EXERCICE PROPOSÉ A: Pouvez-vous recopier à l'identique les lignes des enregistrements, en commençant à celle qui contient « Corridor-survey task: point out each instance of the crenellated » et en terminant à la fin des enregistrements, ces deux bornes comprises ?

Secrets d’États ? présente les caractéristiques principales de l’administration publique au Canada en mettant l’accent tout particulièrement sur le Québec et en offrant aussi quelques percées et pistes de réflexions intéressantes. Le livre est divisé en quatre sections intitulées « L’État » (partie un), « Suprafonction, fonction et infrafonction de l’État » (partie deux), « La fonction administrative de l’État (partie trois) » et « L’État et ses enjeux contemporains » (partie quatre). Le cadre théorique – appliqué plutôt librement – et la terminologie proviennent du chapitre de Gérard Bergeron. Cet auteur tente de dépasser le cadre habituel d’analyse axé sur l’exécutif, le législatif et le pouvoir judiciaire. Il présente les trois niveaux de l’État, la gouverne, la politie et le régime. Du point de vue de l’administration publique, le niveau de la gouverne est le plus intéressant. Il se compose de quatre fonctions : le gouvernement, la législation, ainsi que les fonctions administrative et juridictionnelle. Cette conceptualisation, comme le fait remarquer Bergeron, a l’avantage d’outrepasser le flou associé au pouvoir exécutif qui comprend en fait deux fonctions, gouverner et administrer.

DONNÉES FOURNIES:
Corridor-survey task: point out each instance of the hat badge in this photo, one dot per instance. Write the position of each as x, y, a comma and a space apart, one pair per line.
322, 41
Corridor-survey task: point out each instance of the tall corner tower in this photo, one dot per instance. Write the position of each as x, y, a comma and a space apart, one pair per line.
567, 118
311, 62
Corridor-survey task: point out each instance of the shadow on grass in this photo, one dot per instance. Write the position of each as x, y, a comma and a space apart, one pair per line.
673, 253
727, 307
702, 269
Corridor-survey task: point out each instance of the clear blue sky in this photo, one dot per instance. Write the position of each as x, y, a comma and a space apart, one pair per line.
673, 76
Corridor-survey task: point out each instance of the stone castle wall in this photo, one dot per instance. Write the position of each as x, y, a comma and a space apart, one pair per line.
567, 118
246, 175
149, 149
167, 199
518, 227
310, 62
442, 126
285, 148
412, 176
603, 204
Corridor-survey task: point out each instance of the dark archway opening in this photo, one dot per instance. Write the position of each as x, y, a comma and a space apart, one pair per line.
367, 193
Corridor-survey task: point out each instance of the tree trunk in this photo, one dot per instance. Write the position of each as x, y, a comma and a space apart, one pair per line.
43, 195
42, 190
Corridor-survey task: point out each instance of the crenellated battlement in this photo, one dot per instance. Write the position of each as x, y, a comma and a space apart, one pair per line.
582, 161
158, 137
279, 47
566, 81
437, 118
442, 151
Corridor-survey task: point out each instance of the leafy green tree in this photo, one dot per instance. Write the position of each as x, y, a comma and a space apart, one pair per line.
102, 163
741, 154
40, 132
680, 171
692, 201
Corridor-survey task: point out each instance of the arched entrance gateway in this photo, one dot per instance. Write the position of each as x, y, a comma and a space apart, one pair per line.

EXERCICE PROPOSÉ B: Pourriez-vous rédiger la suite du texte sur l'administration publique au Canada, à partir de sa dernière phrase ?

RÉSULTAT OBTENU A:
Corridor-survey task: point out each instance of the crenellated battlement in this photo, one dot per instance. Write the position of each as x, y, a comma and a space apart, one pair per line.
582, 161
158, 137
279, 47
566, 81
437, 118
442, 151
Corridor-survey task: point out each instance of the leafy green tree in this photo, one dot per instance. Write the position of each as x, y, a comma and a space apart, one pair per line.
102, 163
741, 154
40, 132
680, 171
692, 201
Corridor-survey task: point out each instance of the arched entrance gateway in this photo, one dot per instance. Write the position of each as x, y, a comma and a space apart, one pair per line.

RÉSULTAT OBTENU B:
Quoique l’utilisation du genre collectif pour un manuel ne soit pas toujours convaincante, il est important de noter ici la qualité quasi uniforme des contributions. C’est toute une réussite lorsque l’on considère que le livre compte 32 chapitres et tout près de 800 pages. Voici quelques exemples de contributions tout à fait intéressantes. Le chapitre d’Isabelle Boillat sur la fonction judiciaire offre fort probablement l’analyse la plus simple et la plus claire du système juridique que l’on puisse trouver dans un manuel au pays, toutes langues confondues. Luc Bernier et Luc Farinas étudient de façon lucide et honnête le rôle et la place des organisations autonomes. Jacques Plamondon est l’un des rares à contextualiser l’éthique dans la fonction publique, tant en termes de philosophie politique que sur le plan de l’application. Certains chapitres nous amènent dans d’autres directions qui ne sont généralement pas abordées dans un manuel d’administration publique. C’est le cas du chapitre écrit par Daniel Caron, qui discute de la production documentaire dans les administrations publiques, un enjeu de taille souvent oublié. Il est rare que l’on traite de politique étrangère et de sécurité dans un manuel d’administration publique. C’est pourtant ce que font avec aplomb à la toute fin Nelson Michaud (politique étrangère) et Jocelyn Coulon (sécurité).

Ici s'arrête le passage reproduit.